▸ Task to carry out: Copy every row below word for word, changing nothing.

┌──

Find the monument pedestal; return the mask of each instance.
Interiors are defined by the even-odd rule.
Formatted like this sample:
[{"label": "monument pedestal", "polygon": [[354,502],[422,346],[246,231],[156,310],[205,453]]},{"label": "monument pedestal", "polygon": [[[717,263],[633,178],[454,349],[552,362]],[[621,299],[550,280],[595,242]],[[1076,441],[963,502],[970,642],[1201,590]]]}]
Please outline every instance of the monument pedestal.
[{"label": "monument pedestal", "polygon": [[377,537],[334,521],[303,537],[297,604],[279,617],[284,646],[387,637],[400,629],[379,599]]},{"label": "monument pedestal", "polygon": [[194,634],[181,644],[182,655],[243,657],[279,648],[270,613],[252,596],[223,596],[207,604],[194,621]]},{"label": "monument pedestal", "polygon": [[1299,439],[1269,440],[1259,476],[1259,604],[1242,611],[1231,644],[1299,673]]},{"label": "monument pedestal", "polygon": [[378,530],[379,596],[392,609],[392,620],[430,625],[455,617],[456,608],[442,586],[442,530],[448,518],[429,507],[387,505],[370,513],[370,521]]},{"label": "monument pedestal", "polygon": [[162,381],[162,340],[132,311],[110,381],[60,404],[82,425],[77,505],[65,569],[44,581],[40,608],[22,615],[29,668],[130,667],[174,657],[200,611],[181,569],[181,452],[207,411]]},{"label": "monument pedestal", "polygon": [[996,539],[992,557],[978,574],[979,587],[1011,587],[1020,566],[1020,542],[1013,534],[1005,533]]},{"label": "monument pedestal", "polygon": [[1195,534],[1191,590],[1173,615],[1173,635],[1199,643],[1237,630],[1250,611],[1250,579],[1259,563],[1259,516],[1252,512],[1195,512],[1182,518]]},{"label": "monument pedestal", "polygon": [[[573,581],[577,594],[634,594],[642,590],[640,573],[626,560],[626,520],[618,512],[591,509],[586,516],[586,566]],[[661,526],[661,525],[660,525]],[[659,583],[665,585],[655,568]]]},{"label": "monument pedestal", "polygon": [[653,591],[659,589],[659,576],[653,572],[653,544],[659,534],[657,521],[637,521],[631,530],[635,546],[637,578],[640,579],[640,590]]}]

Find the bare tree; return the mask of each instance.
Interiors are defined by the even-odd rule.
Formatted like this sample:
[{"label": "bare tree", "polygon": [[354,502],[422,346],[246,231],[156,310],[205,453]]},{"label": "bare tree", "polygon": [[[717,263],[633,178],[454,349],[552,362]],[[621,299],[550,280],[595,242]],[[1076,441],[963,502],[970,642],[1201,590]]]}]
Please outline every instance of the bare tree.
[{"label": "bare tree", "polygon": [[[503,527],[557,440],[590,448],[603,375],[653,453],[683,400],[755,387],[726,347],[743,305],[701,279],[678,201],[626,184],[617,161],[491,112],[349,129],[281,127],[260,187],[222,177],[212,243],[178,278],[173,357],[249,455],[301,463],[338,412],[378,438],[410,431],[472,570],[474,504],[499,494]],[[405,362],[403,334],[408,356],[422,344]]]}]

└──

▸ Finished task:
Find the monument pedestal; return the mask of each instance.
Interiors are defined by the even-odd rule.
Formatted like this sample:
[{"label": "monument pedestal", "polygon": [[354,502],[422,346],[246,231],[156,310],[205,453]]},{"label": "monument pedestal", "polygon": [[[717,263],[633,178],[454,349],[552,362]],[[621,299],[550,280],[595,242]],[[1076,441],[963,502],[970,642],[1201,590]]]}]
Please outline every instance of the monument pedestal.
[{"label": "monument pedestal", "polygon": [[377,537],[334,521],[303,537],[297,604],[279,617],[284,646],[387,637],[400,629],[379,599]]},{"label": "monument pedestal", "polygon": [[194,634],[181,644],[182,655],[243,657],[279,648],[270,613],[252,596],[223,596],[207,604],[194,621]]},{"label": "monument pedestal", "polygon": [[1299,439],[1269,440],[1259,476],[1259,604],[1242,611],[1231,644],[1299,673]]},{"label": "monument pedestal", "polygon": [[378,530],[379,596],[392,609],[392,620],[430,625],[455,617],[456,608],[442,586],[442,530],[448,518],[429,507],[387,505],[370,513],[370,521]]},{"label": "monument pedestal", "polygon": [[162,381],[162,340],[132,311],[110,381],[60,404],[82,425],[77,505],[65,569],[44,581],[40,608],[22,615],[29,668],[130,667],[174,657],[200,611],[181,569],[181,452],[207,411]]},{"label": "monument pedestal", "polygon": [[996,539],[992,557],[978,574],[979,587],[1011,587],[1020,566],[1020,542],[1013,534],[1005,533]]},{"label": "monument pedestal", "polygon": [[1195,534],[1191,590],[1173,615],[1173,635],[1199,643],[1237,630],[1250,611],[1250,579],[1259,563],[1259,516],[1252,512],[1195,512],[1182,518]]},{"label": "monument pedestal", "polygon": [[[573,581],[577,594],[634,594],[642,590],[640,573],[626,560],[626,520],[618,512],[591,509],[586,516],[586,566]],[[661,526],[661,525],[660,525]],[[659,583],[665,585],[655,568]]]},{"label": "monument pedestal", "polygon": [[653,591],[659,589],[659,576],[653,572],[653,544],[659,534],[657,521],[637,521],[631,530],[635,546],[637,578],[640,579],[640,590]]}]

Find the bare tree; return the mask of each instance.
Interiors are defined by the even-odd rule.
Formatted like this sample:
[{"label": "bare tree", "polygon": [[354,502],[422,346],[246,231],[156,310],[205,453]]},{"label": "bare tree", "polygon": [[[717,263],[633,178],[454,349],[552,362]],[[621,299],[550,280],[595,242]],[[1076,441],[963,502],[970,642],[1201,590]]]}]
Please outline every instance of the bare tree.
[{"label": "bare tree", "polygon": [[[503,527],[557,440],[590,448],[603,375],[653,453],[683,400],[755,387],[726,347],[743,305],[701,279],[678,201],[626,184],[617,161],[491,112],[349,129],[281,127],[260,187],[222,177],[212,243],[178,278],[173,357],[249,455],[301,463],[338,412],[378,438],[410,431],[472,570],[474,504],[499,494]],[[405,362],[403,334],[408,356],[422,344]]]}]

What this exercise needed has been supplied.